[BEGIN Supplied material]

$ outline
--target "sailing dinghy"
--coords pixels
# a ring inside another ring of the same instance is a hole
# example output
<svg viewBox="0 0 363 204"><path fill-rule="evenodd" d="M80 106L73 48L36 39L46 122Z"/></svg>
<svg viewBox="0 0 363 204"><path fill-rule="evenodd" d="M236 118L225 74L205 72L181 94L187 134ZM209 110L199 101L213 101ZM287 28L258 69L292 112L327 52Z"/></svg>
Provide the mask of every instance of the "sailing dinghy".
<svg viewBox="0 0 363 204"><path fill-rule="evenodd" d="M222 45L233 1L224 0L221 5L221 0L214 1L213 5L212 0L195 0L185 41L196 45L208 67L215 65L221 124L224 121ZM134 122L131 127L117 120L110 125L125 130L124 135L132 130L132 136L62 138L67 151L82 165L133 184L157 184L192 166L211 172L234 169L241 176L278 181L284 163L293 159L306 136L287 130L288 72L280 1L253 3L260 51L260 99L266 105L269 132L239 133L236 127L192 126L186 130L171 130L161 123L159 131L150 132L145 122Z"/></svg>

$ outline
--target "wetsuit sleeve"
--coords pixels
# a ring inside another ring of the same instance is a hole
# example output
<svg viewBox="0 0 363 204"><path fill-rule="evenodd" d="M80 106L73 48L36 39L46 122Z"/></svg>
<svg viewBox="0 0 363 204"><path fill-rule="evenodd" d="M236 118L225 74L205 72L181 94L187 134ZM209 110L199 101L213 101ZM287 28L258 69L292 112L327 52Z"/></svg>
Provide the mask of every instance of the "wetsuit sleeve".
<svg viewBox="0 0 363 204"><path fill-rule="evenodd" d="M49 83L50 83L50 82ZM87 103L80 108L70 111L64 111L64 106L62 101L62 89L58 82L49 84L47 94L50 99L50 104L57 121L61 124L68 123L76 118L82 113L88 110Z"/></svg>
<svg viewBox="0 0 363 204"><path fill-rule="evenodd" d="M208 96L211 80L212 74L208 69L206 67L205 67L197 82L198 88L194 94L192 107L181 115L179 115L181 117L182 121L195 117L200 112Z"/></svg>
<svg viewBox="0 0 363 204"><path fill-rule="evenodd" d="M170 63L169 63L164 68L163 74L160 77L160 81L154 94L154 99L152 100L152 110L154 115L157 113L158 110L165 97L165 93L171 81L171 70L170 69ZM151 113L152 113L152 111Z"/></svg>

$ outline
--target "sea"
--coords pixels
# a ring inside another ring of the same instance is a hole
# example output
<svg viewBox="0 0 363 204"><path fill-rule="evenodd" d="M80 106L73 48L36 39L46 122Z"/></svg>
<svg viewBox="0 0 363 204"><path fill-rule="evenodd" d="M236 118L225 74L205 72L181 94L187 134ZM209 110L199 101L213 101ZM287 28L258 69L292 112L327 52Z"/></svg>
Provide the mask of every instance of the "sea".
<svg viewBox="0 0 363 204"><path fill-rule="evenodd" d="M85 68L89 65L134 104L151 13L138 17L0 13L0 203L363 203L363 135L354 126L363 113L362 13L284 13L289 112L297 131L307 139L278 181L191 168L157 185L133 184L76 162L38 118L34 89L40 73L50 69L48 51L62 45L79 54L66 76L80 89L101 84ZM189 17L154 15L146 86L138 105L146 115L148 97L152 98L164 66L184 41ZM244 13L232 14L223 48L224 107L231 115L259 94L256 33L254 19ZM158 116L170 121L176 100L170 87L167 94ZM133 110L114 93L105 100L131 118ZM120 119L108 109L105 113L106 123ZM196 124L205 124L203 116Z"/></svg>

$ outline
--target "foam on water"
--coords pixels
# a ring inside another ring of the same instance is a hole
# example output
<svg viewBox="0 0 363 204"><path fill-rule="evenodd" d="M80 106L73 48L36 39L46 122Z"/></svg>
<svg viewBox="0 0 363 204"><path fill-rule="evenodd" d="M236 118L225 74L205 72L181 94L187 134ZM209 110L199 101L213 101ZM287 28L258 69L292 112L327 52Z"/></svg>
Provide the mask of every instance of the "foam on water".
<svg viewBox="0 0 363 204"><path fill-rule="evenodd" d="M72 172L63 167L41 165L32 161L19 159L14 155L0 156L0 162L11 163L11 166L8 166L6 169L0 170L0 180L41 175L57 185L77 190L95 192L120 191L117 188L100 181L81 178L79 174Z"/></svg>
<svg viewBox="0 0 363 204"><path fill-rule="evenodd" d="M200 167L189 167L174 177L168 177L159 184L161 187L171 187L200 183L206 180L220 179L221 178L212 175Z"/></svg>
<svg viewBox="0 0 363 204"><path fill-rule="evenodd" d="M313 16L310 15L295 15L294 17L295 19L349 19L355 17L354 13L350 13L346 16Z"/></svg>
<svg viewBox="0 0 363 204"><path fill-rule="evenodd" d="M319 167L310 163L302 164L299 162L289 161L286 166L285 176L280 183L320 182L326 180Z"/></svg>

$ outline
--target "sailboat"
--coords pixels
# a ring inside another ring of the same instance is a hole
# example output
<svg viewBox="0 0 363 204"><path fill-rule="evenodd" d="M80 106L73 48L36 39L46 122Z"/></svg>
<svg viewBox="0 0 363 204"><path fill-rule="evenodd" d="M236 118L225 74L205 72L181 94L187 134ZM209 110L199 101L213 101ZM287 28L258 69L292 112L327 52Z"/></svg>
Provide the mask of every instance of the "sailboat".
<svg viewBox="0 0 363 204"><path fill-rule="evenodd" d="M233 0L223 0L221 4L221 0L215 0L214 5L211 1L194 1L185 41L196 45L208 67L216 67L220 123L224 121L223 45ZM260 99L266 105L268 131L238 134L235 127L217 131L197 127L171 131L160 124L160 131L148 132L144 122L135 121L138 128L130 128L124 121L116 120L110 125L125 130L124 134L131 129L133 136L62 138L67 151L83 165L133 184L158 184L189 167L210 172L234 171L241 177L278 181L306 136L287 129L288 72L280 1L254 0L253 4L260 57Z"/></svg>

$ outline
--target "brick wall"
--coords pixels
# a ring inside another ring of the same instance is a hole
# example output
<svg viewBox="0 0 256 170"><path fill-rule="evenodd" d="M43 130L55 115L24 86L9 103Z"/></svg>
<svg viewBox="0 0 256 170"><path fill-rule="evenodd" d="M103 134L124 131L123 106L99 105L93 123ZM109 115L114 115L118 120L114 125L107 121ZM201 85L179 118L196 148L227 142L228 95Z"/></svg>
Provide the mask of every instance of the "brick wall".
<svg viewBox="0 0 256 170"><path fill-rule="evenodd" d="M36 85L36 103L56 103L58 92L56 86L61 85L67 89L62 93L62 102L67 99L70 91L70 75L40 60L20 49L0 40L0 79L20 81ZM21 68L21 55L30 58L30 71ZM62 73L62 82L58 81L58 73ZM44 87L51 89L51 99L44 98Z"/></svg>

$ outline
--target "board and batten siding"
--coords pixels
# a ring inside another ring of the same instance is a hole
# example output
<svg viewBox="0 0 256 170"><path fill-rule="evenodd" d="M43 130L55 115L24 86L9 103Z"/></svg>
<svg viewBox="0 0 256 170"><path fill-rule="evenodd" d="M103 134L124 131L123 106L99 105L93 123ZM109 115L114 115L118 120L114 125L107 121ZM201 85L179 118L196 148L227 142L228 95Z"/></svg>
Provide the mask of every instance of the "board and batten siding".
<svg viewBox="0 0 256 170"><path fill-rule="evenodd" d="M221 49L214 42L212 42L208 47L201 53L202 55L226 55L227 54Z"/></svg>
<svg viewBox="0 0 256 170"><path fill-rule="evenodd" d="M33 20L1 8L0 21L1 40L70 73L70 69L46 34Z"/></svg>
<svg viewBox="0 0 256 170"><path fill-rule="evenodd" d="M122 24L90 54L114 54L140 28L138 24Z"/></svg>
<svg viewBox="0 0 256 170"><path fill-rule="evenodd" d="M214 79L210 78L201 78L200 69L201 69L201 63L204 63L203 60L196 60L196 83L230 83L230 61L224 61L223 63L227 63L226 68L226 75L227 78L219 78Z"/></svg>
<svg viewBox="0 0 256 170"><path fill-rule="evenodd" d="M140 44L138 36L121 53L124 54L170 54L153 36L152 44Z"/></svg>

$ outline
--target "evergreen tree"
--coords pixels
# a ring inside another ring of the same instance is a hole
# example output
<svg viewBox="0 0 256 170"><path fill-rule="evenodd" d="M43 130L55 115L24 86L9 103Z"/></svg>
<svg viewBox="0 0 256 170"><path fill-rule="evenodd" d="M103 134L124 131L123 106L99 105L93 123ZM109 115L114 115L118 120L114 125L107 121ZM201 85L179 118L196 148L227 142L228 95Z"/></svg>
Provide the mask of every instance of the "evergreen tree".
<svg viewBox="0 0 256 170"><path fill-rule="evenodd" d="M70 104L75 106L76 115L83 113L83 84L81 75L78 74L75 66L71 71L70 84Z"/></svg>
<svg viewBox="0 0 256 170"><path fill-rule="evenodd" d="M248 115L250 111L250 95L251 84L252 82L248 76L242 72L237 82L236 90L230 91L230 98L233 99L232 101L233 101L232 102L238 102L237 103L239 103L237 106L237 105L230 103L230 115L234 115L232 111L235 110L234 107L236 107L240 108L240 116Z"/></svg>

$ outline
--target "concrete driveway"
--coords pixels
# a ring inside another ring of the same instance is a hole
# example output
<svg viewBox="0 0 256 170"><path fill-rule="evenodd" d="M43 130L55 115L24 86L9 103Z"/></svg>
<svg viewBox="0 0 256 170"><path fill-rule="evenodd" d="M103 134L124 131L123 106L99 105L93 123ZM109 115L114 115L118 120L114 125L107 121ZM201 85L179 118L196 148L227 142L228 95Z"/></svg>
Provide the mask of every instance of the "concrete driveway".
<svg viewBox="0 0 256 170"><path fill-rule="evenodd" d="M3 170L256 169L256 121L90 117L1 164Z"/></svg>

[END Supplied material]

• Given task: Rewrite the material from its first line through the line containing "45L233 1L224 0L221", including both ends. Substitute "kayak" for "sailing dinghy" and leave everything else unchanged.

• Solution for this problem:
$ outline
--target "kayak"
--coords pixels
# a ring inside another ring of the same instance is a hole
# example output
<svg viewBox="0 0 363 204"><path fill-rule="evenodd" d="M80 106L73 48L36 39L46 122Z"/></svg>
<svg viewBox="0 0 363 204"><path fill-rule="evenodd" d="M236 118L225 74L205 72L181 94L187 134ZM209 110L199 101L213 101ZM287 28L258 69L292 112L327 52Z"/></svg>
Provide the mask of every instance of the "kayak".
<svg viewBox="0 0 363 204"><path fill-rule="evenodd" d="M222 45L233 1L224 0L221 5L221 0L214 1L213 5L212 0L195 0L185 41L196 45L208 67L215 65L221 124L224 121ZM134 122L131 127L117 120L110 125L125 130L124 135L132 130L132 136L62 138L67 151L82 165L133 184L157 184L192 166L211 172L234 169L241 176L278 181L284 163L293 159L306 136L287 130L288 72L280 1L253 3L260 51L260 99L266 105L269 132L239 133L236 127L192 126L186 130L171 130L161 123L159 131L150 132L145 122Z"/></svg>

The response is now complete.